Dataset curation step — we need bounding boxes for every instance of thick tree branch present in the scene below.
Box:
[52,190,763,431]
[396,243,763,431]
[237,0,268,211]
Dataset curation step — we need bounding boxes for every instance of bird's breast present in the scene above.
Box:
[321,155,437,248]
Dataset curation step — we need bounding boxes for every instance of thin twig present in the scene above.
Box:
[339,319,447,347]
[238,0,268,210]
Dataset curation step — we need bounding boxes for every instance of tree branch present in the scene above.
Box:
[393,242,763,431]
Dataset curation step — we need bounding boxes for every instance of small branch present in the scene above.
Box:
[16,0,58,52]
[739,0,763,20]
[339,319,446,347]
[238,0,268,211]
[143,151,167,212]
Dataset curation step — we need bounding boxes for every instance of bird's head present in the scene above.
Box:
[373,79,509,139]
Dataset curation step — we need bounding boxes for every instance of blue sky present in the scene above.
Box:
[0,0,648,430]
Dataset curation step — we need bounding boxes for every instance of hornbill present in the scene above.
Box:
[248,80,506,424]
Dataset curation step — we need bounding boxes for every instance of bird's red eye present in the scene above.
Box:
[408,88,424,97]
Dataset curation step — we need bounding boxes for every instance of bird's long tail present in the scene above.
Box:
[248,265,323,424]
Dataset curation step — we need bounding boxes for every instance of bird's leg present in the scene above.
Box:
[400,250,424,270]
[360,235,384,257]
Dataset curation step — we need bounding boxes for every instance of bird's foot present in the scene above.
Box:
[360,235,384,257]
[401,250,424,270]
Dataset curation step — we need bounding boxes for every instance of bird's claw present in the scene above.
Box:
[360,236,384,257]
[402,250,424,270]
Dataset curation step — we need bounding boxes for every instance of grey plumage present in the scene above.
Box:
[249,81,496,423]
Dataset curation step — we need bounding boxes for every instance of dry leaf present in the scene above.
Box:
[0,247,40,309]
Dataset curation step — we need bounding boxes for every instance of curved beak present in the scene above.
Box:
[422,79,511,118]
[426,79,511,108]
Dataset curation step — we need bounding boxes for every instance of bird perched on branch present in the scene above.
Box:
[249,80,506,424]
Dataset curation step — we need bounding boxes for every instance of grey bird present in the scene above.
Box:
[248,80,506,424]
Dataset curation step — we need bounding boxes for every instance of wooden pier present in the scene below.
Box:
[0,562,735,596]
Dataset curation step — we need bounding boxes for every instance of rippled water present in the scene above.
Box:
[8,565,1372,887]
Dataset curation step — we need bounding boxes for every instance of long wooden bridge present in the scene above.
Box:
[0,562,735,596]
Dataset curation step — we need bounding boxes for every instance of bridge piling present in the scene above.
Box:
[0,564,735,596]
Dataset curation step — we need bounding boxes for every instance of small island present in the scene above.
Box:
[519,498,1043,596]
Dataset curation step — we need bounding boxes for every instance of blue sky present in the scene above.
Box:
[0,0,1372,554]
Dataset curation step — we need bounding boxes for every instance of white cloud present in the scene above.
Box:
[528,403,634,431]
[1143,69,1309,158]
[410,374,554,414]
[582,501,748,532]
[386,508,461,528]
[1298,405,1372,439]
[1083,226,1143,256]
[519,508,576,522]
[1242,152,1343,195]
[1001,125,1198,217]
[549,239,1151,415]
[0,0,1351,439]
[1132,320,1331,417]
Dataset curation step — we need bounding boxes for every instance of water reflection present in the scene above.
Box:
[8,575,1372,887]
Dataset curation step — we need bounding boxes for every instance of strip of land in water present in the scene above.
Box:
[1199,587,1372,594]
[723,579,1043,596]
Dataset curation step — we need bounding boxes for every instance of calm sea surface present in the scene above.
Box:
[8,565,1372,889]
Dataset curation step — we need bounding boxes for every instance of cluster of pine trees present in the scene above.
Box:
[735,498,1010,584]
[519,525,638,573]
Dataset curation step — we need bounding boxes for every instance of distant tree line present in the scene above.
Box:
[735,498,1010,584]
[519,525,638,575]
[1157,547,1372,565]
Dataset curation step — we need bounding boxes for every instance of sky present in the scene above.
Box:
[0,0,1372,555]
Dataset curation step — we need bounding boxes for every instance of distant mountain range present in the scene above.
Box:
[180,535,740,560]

----

■ **STATED EXERCISE**
Rewrite the lines from the one containing "surface present in the scene above." through the end of the records, requests included, with each box coordinate in the answers multiplied by 0.95 and rounded to a whole number, halves rounded up. Give only those lines.

■ **RESULT**
Dataset curation step — we need bounding boxes for every instance of calm sea surface present in the scene above.
Box:
[8,537,1303,845]
Dataset curation step — we need bounding boxes for every instance of cluster of pine trees present in the scene above.
Box:
[698,473,960,555]
[493,499,606,544]
Dataset curation step — we need bounding boxes for every instance of distant tree line present in the scene above.
Box:
[698,473,960,555]
[493,499,606,546]
[1099,520,1303,537]
Dataset curation step — we need bounding boxes for every instance of sky present in the scene above.
Box:
[0,0,1303,527]
Dataset curation step — we need bounding boxes for every instance of distant mountain range present in the scene above.
Box:
[171,508,703,532]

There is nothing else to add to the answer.